**WHAT NEEDS TO BE DONE**
Everything from the line that contains "# report the position of each instance of the blue road" through the final line of the records below should be quoted exactly, except the pictures.

*** DATA SHOWN Section Begins ***

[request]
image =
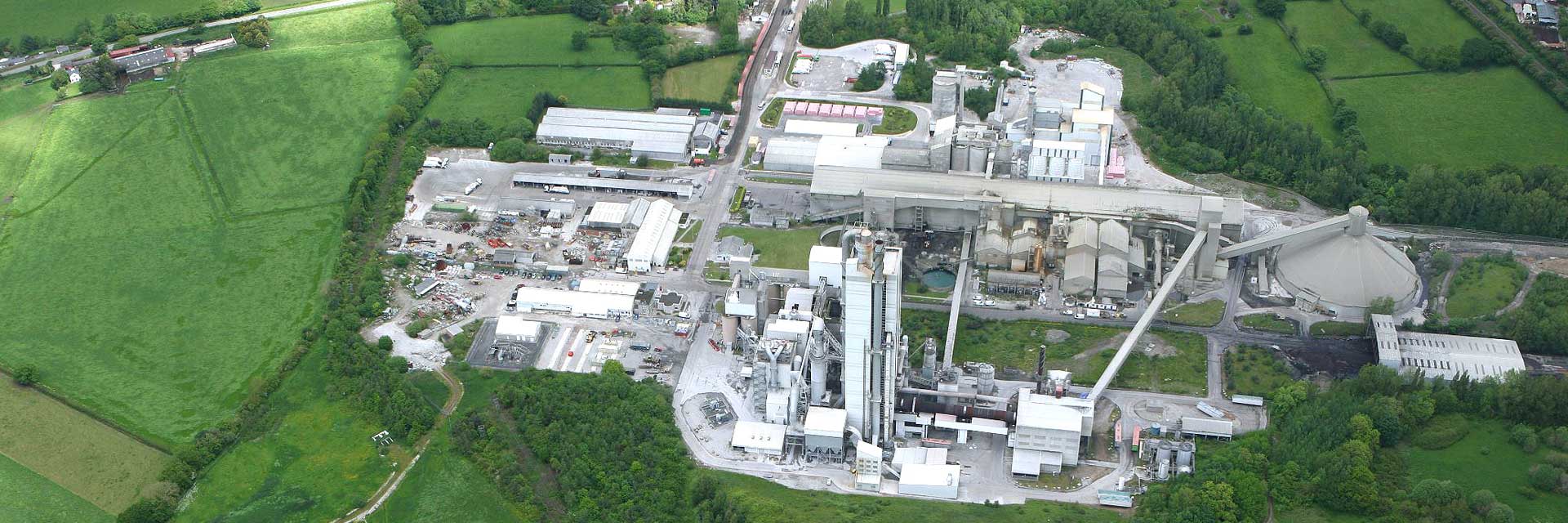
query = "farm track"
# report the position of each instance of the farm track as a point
(1518, 49)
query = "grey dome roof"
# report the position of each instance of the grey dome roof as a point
(1348, 270)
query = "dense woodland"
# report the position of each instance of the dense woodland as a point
(1336, 449)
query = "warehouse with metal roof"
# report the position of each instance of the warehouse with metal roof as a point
(653, 136)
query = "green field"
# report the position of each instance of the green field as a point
(1487, 459)
(703, 80)
(1486, 284)
(314, 465)
(195, 293)
(78, 453)
(1254, 371)
(526, 41)
(1426, 22)
(1405, 129)
(502, 95)
(1196, 315)
(778, 248)
(772, 503)
(1271, 322)
(1338, 329)
(33, 498)
(448, 487)
(1352, 51)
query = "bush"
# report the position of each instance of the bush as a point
(25, 376)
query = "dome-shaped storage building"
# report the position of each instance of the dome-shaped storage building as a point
(1348, 270)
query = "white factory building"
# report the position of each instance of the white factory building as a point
(1445, 355)
(1046, 436)
(653, 136)
(651, 244)
(574, 302)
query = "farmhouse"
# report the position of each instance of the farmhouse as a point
(651, 136)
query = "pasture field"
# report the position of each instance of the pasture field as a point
(703, 80)
(1405, 129)
(187, 301)
(448, 487)
(314, 465)
(526, 41)
(1254, 371)
(502, 95)
(33, 498)
(74, 451)
(778, 248)
(1486, 284)
(1426, 22)
(1490, 463)
(1352, 51)
(772, 503)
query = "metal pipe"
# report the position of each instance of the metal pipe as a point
(1148, 316)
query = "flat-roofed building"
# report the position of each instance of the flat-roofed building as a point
(1445, 355)
(653, 136)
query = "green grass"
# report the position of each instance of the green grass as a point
(1352, 51)
(772, 503)
(1271, 73)
(448, 487)
(1198, 315)
(1271, 322)
(703, 80)
(778, 248)
(526, 41)
(1486, 284)
(315, 463)
(896, 121)
(502, 95)
(1254, 371)
(1338, 329)
(1486, 459)
(78, 453)
(1426, 22)
(148, 211)
(1405, 129)
(33, 498)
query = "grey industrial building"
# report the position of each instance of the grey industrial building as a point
(651, 136)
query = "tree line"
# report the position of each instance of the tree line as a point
(356, 293)
(1336, 449)
(1194, 117)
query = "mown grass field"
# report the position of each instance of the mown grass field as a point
(703, 80)
(526, 41)
(78, 453)
(1405, 129)
(773, 503)
(314, 465)
(1489, 461)
(1484, 284)
(502, 95)
(1426, 22)
(33, 498)
(1352, 51)
(1254, 371)
(134, 281)
(448, 487)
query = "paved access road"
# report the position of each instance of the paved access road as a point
(270, 15)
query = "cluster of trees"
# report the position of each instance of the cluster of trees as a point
(1336, 449)
(122, 27)
(610, 443)
(255, 34)
(361, 373)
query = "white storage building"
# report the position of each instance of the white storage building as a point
(653, 136)
(651, 245)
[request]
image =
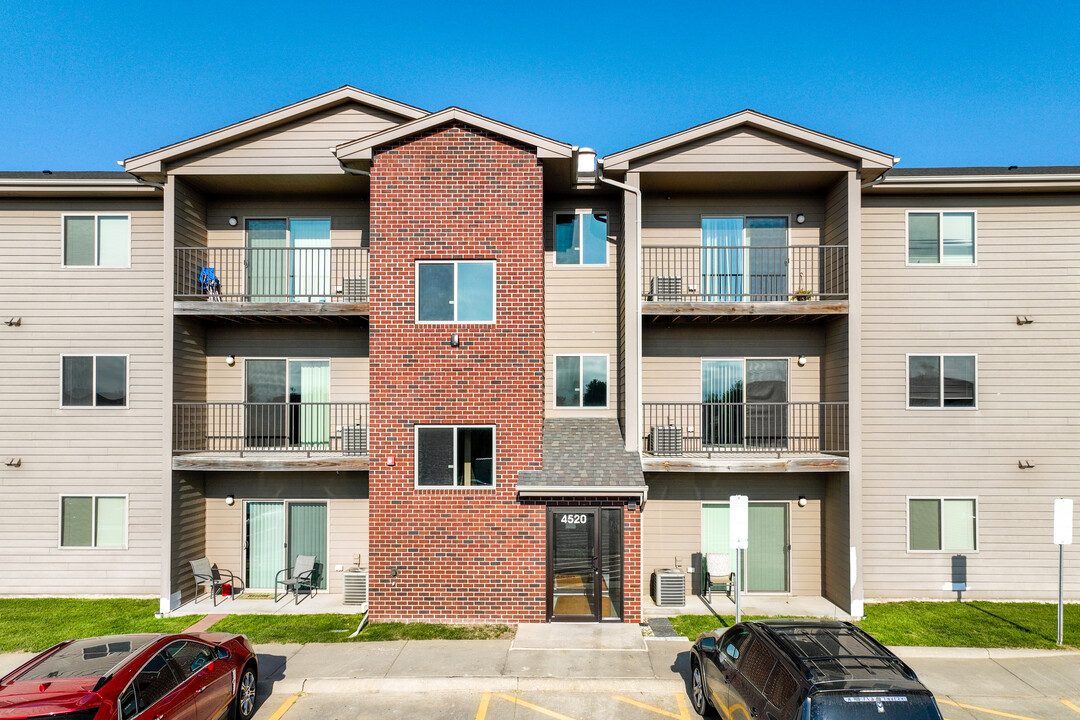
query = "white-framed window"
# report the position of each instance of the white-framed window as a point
(581, 381)
(581, 238)
(94, 381)
(96, 241)
(455, 290)
(94, 521)
(941, 238)
(942, 525)
(941, 381)
(455, 456)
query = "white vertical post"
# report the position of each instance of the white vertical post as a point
(1063, 537)
(739, 530)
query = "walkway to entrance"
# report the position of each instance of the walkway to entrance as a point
(778, 606)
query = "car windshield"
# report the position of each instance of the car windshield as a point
(88, 659)
(853, 705)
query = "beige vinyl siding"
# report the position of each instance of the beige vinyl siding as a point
(580, 311)
(298, 147)
(189, 530)
(743, 149)
(347, 514)
(1028, 393)
(345, 347)
(671, 519)
(80, 450)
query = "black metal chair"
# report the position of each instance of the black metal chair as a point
(300, 576)
(217, 579)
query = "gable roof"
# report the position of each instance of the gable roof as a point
(621, 160)
(152, 162)
(363, 148)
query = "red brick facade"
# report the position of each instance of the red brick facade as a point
(460, 554)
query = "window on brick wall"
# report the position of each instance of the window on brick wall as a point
(581, 238)
(455, 456)
(455, 291)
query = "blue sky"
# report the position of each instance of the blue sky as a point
(83, 84)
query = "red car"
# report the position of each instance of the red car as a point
(193, 676)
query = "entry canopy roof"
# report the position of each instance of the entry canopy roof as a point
(873, 163)
(584, 457)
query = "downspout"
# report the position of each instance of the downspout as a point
(350, 171)
(160, 186)
(879, 178)
(637, 250)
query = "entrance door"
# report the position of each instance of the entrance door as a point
(584, 564)
(277, 532)
(766, 559)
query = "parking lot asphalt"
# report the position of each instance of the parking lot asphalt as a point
(586, 677)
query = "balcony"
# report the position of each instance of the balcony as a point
(763, 437)
(328, 436)
(253, 282)
(793, 281)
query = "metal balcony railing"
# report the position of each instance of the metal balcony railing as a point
(744, 273)
(272, 274)
(250, 428)
(709, 429)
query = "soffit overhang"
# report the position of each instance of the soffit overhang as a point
(867, 160)
(154, 162)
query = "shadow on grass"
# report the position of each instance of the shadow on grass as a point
(1026, 630)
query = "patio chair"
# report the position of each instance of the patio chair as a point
(217, 579)
(716, 574)
(299, 576)
(208, 284)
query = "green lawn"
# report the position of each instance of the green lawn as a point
(972, 624)
(337, 628)
(40, 623)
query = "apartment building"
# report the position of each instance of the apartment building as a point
(451, 352)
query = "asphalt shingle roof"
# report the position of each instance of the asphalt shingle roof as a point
(584, 452)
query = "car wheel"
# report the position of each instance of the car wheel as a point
(243, 704)
(699, 692)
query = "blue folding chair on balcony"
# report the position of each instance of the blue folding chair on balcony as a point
(208, 284)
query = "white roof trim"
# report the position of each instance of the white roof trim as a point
(871, 159)
(151, 162)
(363, 148)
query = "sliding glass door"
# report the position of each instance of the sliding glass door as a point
(744, 259)
(767, 555)
(279, 531)
(744, 404)
(288, 260)
(287, 404)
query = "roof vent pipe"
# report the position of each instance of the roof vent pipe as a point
(585, 166)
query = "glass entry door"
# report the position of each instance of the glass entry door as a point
(584, 564)
(766, 558)
(277, 532)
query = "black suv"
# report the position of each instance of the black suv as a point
(804, 669)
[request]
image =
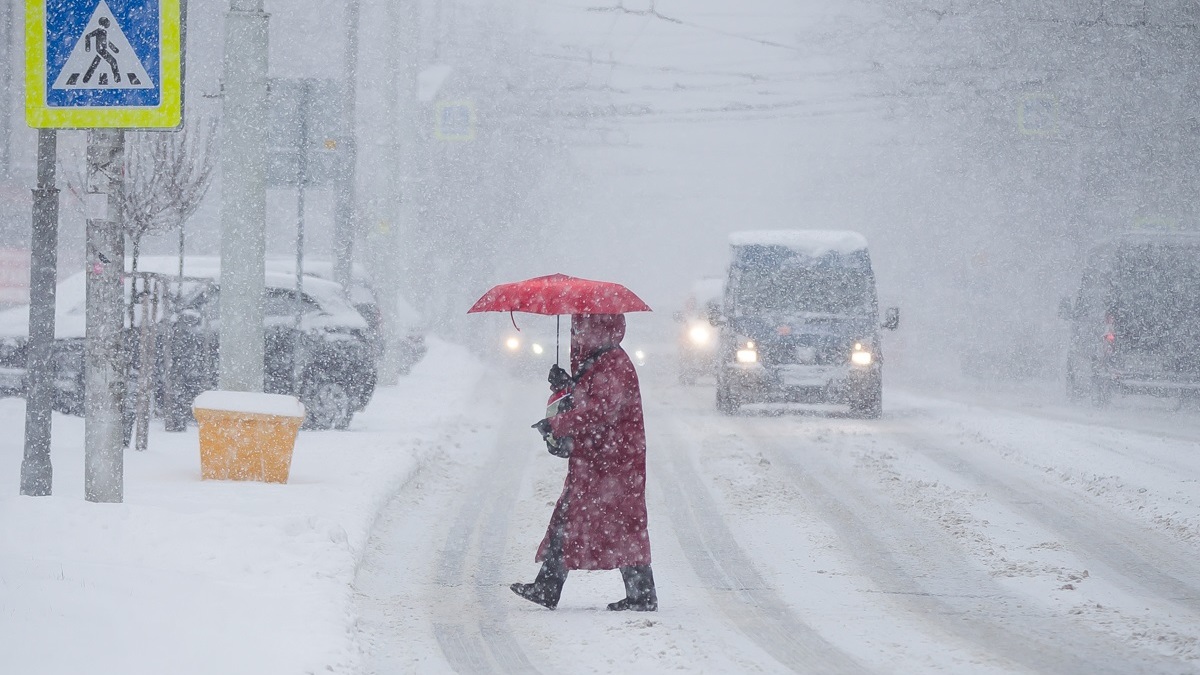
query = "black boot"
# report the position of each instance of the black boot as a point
(640, 593)
(547, 587)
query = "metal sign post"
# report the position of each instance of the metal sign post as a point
(103, 65)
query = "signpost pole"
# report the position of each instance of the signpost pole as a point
(36, 473)
(346, 213)
(85, 67)
(106, 368)
(298, 356)
(244, 197)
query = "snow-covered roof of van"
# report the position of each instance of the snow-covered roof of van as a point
(814, 243)
(708, 288)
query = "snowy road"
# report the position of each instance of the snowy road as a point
(991, 537)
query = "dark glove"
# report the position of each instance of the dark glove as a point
(561, 447)
(558, 378)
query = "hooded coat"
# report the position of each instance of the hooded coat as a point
(601, 511)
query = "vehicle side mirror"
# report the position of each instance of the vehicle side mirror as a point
(892, 318)
(714, 316)
(1066, 309)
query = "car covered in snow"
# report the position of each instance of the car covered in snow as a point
(1135, 318)
(799, 322)
(334, 374)
(411, 327)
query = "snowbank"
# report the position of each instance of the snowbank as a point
(814, 243)
(191, 577)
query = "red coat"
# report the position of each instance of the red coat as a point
(603, 507)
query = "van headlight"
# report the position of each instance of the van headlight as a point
(748, 352)
(862, 354)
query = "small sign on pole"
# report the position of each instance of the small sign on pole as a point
(103, 64)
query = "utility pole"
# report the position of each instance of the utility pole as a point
(36, 473)
(106, 364)
(244, 196)
(346, 210)
(6, 96)
(298, 344)
(401, 162)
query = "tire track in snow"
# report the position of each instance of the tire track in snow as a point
(487, 646)
(731, 578)
(917, 565)
(1126, 551)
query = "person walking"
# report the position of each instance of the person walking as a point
(600, 520)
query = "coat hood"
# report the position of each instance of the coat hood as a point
(594, 332)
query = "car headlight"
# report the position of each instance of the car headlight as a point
(748, 353)
(700, 334)
(862, 354)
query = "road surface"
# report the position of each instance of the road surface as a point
(991, 536)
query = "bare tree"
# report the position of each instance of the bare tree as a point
(168, 175)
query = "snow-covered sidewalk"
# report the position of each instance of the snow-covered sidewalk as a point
(209, 577)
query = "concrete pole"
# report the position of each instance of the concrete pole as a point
(401, 163)
(36, 473)
(244, 196)
(346, 210)
(106, 363)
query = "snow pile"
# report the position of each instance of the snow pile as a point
(813, 243)
(191, 577)
(250, 402)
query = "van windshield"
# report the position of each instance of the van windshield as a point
(798, 288)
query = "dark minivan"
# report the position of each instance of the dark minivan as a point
(1135, 321)
(801, 323)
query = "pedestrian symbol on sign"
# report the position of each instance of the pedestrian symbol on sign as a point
(102, 47)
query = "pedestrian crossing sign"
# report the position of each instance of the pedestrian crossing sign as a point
(114, 64)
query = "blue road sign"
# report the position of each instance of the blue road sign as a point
(103, 64)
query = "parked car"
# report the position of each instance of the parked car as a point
(316, 347)
(1135, 320)
(334, 376)
(697, 335)
(799, 322)
(411, 326)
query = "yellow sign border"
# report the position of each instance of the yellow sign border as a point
(168, 114)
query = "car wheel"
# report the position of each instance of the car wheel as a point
(328, 405)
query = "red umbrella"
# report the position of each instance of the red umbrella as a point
(557, 294)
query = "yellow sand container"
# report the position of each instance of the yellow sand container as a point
(247, 436)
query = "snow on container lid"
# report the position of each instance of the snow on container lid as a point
(251, 402)
(814, 243)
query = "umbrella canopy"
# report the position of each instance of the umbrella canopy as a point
(558, 294)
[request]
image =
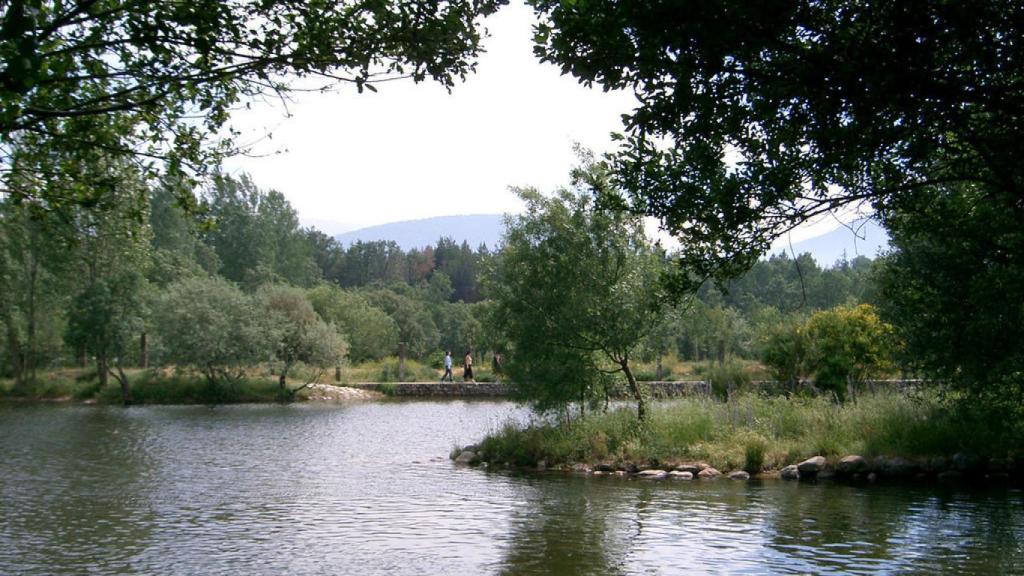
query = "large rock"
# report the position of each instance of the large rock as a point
(692, 467)
(849, 465)
(937, 464)
(895, 466)
(1000, 464)
(950, 476)
(967, 462)
(790, 472)
(811, 466)
(709, 474)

*** DATA SHOWN Section Ends ***

**WORKED SOLUTION**
# report the position of each instance of the blue road sign as a point
(103, 64)
query = "parked car"
# report the position of each instance of the parked car as a point
(316, 347)
(1135, 320)
(334, 376)
(697, 335)
(799, 322)
(411, 326)
query = "yellow sign border"
# report the position of each instance of the yellow sign border as a point
(168, 114)
query = "car wheel"
# report the position of each instance of the car wheel as a point
(328, 405)
query = "red umbrella"
# report the position of each instance of the red umbrella as a point
(557, 294)
query = "yellow sand container"
# report the position of each instance of the yellow sand container as a point
(247, 436)
query = "snow on container lid"
# report the position of each instance of the snow on container lid as a point
(251, 402)
(814, 243)
query = "umbrella canopy"
# report the position of each instance of the umbrella canopy as a point
(558, 294)
[request]
image =
query = "large rock"
# report the position of each instance of the large rock as a point
(692, 467)
(849, 465)
(937, 464)
(895, 466)
(1000, 464)
(950, 476)
(967, 462)
(790, 472)
(811, 466)
(709, 474)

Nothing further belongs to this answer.